»»

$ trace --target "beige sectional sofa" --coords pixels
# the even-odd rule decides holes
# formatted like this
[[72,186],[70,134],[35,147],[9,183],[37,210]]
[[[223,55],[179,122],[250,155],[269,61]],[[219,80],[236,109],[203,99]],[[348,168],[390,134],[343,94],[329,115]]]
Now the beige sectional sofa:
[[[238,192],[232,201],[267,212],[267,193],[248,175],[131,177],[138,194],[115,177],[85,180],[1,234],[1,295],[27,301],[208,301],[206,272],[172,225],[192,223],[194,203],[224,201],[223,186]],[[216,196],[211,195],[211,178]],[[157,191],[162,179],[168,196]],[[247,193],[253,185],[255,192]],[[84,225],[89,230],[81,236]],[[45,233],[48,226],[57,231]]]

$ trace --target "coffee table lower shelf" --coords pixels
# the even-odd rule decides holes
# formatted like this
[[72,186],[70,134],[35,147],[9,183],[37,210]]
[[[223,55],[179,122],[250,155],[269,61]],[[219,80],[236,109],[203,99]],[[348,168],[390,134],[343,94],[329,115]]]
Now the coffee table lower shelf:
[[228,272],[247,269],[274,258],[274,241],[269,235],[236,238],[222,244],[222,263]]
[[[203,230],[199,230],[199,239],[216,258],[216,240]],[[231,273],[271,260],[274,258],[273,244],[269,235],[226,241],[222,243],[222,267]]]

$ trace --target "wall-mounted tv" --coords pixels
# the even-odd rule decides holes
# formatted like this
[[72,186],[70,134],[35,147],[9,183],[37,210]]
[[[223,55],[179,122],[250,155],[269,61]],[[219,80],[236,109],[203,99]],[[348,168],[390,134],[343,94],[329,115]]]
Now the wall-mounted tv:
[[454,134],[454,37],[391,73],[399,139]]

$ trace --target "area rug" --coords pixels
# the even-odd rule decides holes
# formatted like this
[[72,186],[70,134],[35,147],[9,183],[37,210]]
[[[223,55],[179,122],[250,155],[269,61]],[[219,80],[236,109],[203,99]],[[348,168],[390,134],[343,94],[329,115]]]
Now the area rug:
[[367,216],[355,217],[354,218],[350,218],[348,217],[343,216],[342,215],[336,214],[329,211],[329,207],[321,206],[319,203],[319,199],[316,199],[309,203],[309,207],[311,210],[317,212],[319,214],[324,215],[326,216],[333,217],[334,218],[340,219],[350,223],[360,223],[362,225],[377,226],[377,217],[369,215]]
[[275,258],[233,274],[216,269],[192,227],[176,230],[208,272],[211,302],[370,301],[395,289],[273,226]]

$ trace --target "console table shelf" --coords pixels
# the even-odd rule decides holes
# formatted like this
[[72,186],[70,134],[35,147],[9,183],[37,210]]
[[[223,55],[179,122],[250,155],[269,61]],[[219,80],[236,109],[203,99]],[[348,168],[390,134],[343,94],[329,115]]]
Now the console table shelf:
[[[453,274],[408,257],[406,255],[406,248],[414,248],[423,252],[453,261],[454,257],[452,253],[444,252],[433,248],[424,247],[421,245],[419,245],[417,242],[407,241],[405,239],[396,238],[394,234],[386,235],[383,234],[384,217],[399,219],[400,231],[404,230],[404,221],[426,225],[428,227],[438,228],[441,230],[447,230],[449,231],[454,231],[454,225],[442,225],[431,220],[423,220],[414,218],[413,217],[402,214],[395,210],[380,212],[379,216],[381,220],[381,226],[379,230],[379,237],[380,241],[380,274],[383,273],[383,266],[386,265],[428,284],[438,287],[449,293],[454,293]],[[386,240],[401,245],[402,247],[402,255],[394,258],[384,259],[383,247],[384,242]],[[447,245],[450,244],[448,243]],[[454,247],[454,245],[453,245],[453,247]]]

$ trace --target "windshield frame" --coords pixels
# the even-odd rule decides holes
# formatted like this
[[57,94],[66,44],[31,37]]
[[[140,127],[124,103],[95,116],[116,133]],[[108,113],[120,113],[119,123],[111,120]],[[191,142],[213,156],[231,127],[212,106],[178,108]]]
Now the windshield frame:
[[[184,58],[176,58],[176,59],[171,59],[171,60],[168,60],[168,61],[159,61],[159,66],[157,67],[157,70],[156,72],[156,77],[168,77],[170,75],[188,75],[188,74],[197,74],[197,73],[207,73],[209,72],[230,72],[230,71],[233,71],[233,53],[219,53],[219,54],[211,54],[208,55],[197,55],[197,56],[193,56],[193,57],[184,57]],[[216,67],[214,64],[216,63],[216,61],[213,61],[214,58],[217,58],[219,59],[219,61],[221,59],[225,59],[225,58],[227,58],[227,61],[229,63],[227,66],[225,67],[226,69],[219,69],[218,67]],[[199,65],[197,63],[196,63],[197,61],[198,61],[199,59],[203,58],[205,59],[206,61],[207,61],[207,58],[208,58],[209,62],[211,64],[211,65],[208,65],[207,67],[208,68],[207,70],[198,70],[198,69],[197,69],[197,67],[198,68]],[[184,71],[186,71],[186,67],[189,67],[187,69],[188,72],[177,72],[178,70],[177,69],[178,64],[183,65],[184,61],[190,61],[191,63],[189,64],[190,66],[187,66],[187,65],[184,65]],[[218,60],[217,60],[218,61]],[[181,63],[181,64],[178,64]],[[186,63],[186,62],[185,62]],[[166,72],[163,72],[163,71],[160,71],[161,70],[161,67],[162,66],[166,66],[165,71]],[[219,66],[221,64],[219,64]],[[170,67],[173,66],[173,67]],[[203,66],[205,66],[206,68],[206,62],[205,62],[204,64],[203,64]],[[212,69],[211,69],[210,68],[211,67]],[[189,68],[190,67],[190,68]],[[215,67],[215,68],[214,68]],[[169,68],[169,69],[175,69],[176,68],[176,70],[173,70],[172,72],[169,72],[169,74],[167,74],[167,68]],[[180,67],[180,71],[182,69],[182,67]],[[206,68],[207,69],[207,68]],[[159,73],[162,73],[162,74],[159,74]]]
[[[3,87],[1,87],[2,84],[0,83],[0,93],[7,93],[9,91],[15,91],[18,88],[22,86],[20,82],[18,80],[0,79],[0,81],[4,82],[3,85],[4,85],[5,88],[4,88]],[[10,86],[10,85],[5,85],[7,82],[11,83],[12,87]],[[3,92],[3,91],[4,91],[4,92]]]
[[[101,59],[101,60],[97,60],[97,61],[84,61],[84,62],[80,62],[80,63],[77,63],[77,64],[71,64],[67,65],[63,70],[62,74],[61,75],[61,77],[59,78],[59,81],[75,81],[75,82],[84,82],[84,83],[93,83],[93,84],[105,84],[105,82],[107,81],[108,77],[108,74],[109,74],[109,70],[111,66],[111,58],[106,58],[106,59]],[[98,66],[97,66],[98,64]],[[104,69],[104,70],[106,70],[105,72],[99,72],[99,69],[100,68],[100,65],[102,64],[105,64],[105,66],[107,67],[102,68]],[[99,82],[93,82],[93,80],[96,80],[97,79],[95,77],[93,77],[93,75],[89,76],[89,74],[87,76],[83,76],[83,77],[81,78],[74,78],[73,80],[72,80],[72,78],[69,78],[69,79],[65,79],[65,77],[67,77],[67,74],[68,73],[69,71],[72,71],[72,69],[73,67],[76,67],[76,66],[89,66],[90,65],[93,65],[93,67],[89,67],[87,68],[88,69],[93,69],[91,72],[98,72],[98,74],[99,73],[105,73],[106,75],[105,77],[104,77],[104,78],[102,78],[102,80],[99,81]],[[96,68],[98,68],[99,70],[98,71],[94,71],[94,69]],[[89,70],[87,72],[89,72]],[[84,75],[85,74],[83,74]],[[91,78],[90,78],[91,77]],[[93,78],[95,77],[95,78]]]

««

> DIRECTIVE
Which lines of the material above contain the word "lower"? Pull each of them out.

> SOLUTION FOR THIS EXERCISE
$ trace --target "coffee table lower shelf" --coords pixels
Now the coffee table lower shelf:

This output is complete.